抜粋本文:

|---|

アビスパ福岡の川森敬史社長(左)とフィナンシェの田中隆一COO・CMO(右)

 日本中を熱狂の渦に巻き込んだW杯を経て、待ちに待ったJリーグが開幕。30周年という、ひとつの節目を迎えたJリーグにあって、“日本初のスポーツDAO(ダオ)”という新たな試みを始めたクラブがある。

 それが、J1昇格から3年目を迎え、躍進の予感を漂わせているアビスパ福岡だ。

 「Web3×スポーツの力で、福岡から世界に広がるイノベーションモデルの共創」を目標に掲げたクラブが仕掛ける、“日本初のスポーツDAO”とは? その先に見据えるものとは何なのかーー。

 アビスパ福岡の川森敬史社長と、その取り組みをサポートしている株式会社フィナンシェの田中隆一COO・CMOにうかがった。

■クラブのこれからを共に創る

ーーチームは2年連続でJ1残留を果たし、今季は良いスタートを切っています
川森社長:はい。ありがとうございます。あまり編成に口を出すことはありませんが、2016年J1に上がった当時、9億円程度のチーム人件費しか渡せていませんでした。当時J1の18クラブの中で一番下だったんです。結果は1年で降格でした。

過去の例から、基本的にはチーム人件費、選手の報酬で2〜3チームのズレはあっても、年間を通して戦うと、大体その順位の幅に入ってくる傾向があります。

2020年にJ1を戦う時には、確か9億6000万円(のチーム人件費)で昇格したと思うんですが、次の年に15〜6億の予算を組んでチームに渡しました。強化部はその原資を有効に活用して編成し、新加入も含め所属選手のパフォーマンスを長谷部茂利監督が引き出してくれて、想定以上の8位でフィニッシュすることができました。

|---|

提供データ:
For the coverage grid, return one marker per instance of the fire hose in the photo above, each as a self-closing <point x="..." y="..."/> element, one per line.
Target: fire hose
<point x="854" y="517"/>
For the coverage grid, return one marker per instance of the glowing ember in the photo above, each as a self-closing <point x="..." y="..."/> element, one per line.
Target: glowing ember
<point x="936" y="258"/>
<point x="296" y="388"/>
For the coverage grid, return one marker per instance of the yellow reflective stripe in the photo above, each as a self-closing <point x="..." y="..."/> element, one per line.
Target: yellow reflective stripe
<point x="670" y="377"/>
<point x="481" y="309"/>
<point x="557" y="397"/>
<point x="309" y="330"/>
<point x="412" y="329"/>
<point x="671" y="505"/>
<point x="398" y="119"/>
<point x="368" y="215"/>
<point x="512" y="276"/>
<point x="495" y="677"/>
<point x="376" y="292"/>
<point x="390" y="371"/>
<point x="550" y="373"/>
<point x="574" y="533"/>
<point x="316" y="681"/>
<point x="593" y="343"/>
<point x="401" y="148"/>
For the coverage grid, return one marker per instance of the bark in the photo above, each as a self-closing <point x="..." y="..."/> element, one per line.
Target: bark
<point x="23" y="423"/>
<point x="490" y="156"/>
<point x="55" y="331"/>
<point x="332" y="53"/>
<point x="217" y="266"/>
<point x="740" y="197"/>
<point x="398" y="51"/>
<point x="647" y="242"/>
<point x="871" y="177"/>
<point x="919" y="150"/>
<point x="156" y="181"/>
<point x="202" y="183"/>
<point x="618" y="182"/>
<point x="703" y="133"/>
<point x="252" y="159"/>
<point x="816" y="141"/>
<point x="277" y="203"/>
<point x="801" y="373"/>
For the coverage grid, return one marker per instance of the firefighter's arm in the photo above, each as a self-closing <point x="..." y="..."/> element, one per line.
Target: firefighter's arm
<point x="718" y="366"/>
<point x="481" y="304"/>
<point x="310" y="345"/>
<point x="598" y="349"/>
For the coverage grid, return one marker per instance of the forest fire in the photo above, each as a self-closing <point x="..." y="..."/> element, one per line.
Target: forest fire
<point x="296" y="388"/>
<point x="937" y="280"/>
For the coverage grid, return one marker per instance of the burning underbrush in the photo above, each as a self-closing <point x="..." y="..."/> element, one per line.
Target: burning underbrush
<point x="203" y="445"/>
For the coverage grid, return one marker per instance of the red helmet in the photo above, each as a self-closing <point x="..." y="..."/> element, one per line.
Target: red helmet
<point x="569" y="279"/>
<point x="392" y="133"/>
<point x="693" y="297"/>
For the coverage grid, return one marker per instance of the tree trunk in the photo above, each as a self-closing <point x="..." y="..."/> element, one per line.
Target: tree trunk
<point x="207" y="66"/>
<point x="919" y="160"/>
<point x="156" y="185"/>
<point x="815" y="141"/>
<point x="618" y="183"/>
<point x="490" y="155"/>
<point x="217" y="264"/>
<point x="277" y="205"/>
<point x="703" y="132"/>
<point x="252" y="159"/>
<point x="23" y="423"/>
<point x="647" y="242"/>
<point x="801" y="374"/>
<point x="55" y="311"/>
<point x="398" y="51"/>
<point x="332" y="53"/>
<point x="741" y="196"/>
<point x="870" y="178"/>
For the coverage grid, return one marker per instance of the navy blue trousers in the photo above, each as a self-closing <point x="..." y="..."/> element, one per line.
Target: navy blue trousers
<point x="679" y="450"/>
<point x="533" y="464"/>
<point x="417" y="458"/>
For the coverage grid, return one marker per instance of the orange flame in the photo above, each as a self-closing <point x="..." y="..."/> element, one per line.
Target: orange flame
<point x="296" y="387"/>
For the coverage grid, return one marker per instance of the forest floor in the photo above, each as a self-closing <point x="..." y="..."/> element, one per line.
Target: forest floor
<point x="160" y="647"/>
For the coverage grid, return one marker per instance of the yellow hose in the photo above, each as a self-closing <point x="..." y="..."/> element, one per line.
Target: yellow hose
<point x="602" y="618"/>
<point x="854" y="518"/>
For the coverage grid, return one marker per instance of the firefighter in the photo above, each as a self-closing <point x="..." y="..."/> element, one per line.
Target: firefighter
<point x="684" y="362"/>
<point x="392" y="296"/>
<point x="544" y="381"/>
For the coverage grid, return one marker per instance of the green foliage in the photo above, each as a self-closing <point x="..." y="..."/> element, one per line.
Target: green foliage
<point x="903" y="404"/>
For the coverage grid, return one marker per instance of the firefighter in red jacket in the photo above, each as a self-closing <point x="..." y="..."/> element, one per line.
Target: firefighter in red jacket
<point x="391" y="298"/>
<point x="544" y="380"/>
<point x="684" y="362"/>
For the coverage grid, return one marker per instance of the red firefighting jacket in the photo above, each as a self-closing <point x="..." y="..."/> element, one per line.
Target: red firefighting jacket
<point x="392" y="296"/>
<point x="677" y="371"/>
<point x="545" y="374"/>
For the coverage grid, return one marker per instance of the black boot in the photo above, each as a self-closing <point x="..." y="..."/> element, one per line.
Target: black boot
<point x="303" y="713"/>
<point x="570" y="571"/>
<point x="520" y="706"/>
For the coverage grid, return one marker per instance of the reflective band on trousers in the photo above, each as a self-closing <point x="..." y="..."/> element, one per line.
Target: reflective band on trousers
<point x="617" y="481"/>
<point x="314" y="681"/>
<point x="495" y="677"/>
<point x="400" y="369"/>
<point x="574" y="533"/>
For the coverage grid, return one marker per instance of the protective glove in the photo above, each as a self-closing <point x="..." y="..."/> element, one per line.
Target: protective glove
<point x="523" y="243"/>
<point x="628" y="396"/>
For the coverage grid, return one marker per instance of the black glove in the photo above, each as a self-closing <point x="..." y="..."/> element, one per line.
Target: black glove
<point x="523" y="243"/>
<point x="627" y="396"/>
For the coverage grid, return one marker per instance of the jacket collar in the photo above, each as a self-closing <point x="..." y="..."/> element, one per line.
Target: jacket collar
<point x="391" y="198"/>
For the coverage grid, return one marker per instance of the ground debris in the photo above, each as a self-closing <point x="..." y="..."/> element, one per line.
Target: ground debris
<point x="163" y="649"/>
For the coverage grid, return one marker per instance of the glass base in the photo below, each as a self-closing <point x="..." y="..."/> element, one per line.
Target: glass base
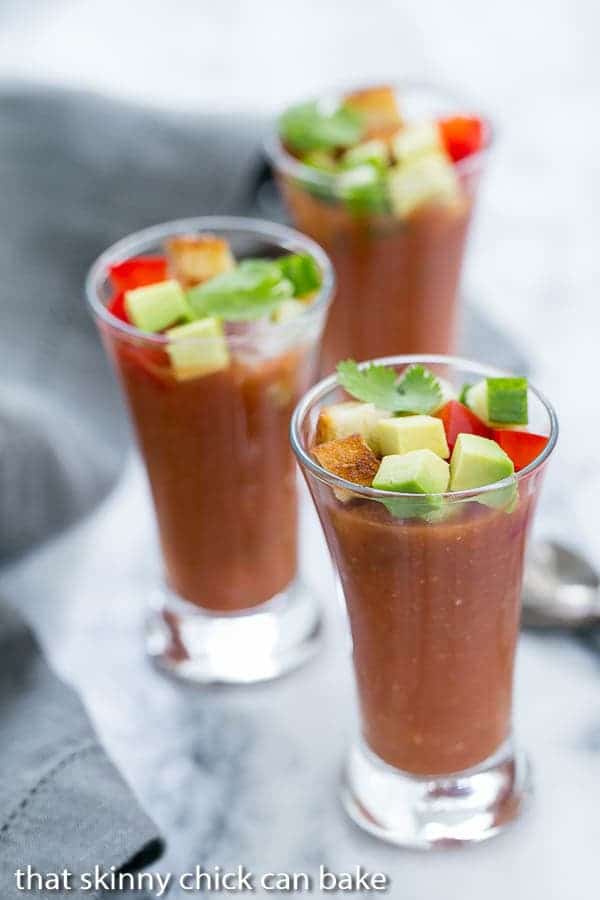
<point x="421" y="812"/>
<point x="258" y="644"/>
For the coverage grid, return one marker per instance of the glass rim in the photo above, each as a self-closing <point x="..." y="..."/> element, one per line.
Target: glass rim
<point x="320" y="390"/>
<point x="134" y="243"/>
<point x="290" y="165"/>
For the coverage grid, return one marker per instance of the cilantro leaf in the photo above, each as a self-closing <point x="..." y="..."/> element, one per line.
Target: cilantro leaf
<point x="302" y="270"/>
<point x="417" y="391"/>
<point x="373" y="384"/>
<point x="307" y="127"/>
<point x="249" y="291"/>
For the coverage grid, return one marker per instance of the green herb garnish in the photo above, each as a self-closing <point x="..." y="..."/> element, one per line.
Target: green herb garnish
<point x="364" y="190"/>
<point x="302" y="270"/>
<point x="307" y="127"/>
<point x="462" y="397"/>
<point x="251" y="290"/>
<point x="416" y="391"/>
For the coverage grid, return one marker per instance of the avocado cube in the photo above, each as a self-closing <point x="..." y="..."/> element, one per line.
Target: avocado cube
<point x="364" y="190"/>
<point x="343" y="419"/>
<point x="477" y="461"/>
<point x="405" y="433"/>
<point x="156" y="306"/>
<point x="416" y="140"/>
<point x="198" y="348"/>
<point x="421" y="180"/>
<point x="417" y="472"/>
<point x="501" y="401"/>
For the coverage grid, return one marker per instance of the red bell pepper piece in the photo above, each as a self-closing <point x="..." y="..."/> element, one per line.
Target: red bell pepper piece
<point x="521" y="446"/>
<point x="117" y="307"/>
<point x="138" y="272"/>
<point x="458" y="419"/>
<point x="462" y="136"/>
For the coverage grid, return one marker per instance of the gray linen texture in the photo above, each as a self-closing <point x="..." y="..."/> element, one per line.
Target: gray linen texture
<point x="77" y="172"/>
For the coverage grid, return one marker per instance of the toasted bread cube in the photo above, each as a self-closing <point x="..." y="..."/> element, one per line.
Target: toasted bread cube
<point x="379" y="106"/>
<point x="422" y="180"/>
<point x="194" y="259"/>
<point x="343" y="419"/>
<point x="350" y="458"/>
<point x="406" y="433"/>
<point x="415" y="140"/>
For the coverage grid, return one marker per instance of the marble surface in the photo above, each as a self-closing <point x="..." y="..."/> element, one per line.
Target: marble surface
<point x="249" y="776"/>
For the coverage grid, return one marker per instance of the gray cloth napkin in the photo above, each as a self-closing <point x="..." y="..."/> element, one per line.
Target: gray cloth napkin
<point x="62" y="802"/>
<point x="77" y="172"/>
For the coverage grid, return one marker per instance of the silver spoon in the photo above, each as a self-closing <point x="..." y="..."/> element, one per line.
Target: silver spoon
<point x="561" y="589"/>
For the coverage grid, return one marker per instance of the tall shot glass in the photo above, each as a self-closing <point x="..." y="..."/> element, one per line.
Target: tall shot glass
<point x="434" y="605"/>
<point x="221" y="472"/>
<point x="398" y="279"/>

|---|

実施する作業:
• 1. アビスパ福岡に関する記事に姓名で登場する人物をすべて挙げてください。
• 2. アビスパ福岡に関する記事の最後の文に続く部分を書き足してください。

作業の解答:
• 1. 川森敬史、田中隆一、長谷部茂利

• 2.
その前の年に15億の年商だった会社が15億のチーム人件費を組むことは普通に考えて本末転倒です。年商が原価ですから(笑)。J1に定着するために、その辺から入場料、グッズ、放映権、広告による収入をどうやって、さらに伸ばしていくかということを、コロナ禍ということもあり、全社員、サポートいただく支援団体AGA(アビスパ・グローバル・アソシエイツ)の皆さんと真剣に議論しながら、年商15億の次は21億、その次は28億と伸ばすことができています。

現在決算で利益は出ていません。チーム人件費を確保するためにかなりストレッチした事業計画にチャレンジしている最中ですが、J1に昇格して一年で降格する苦い経験から得た多くの反省からいろいろ勉強することができました。フロントは数字面で強化部を支えてチームをサポートし、その期待に長谷部監督以下選手たち、チームスタッフが応えてくれる好循環で、今シーズンも良いスタートが切れていると思います。

ーーこれまでの営業面の取り組みについて教えてください
川森社長:首都圏から見た場合、基本的に九州は支店経済ですが、AGA理事の経営者皆様によるアドバイスや、直接のスポンサードによるご支援で、スポンサー費を伸ばすことができています。

チケット代も2021年にはワンシーズンで2回値上げをさせていただきましたが、私が直接クラブ公式YouTubeなどでファン、サポーターの皆様へ説明させていただき、ご理解をいただきながら取り組んでいます。コロナ禍ですが入場料収入も毎年億単位で上がっておりますので、少しづつJ1クラブの数字に近づきつつあると思います。

ただ、各クラブの年商、チーム人件費も年々上がっています。2015年は年商30〜40億円くらいがJ1クラブの多いゾーンでしたが、今は40、50、60億という規模に上がってきています。いわゆるJ1のビッグクラブにウチのような市民クラブが、どうやって食い込んでいくか。新たな課題となっています。

単純に今までの看板営業や、社名、商品名が露出しますよといったものだけの営業では行き詰まってきましたし、企業さんもそこにお金を出しづらい。特にコロナになって広告費も絞られています。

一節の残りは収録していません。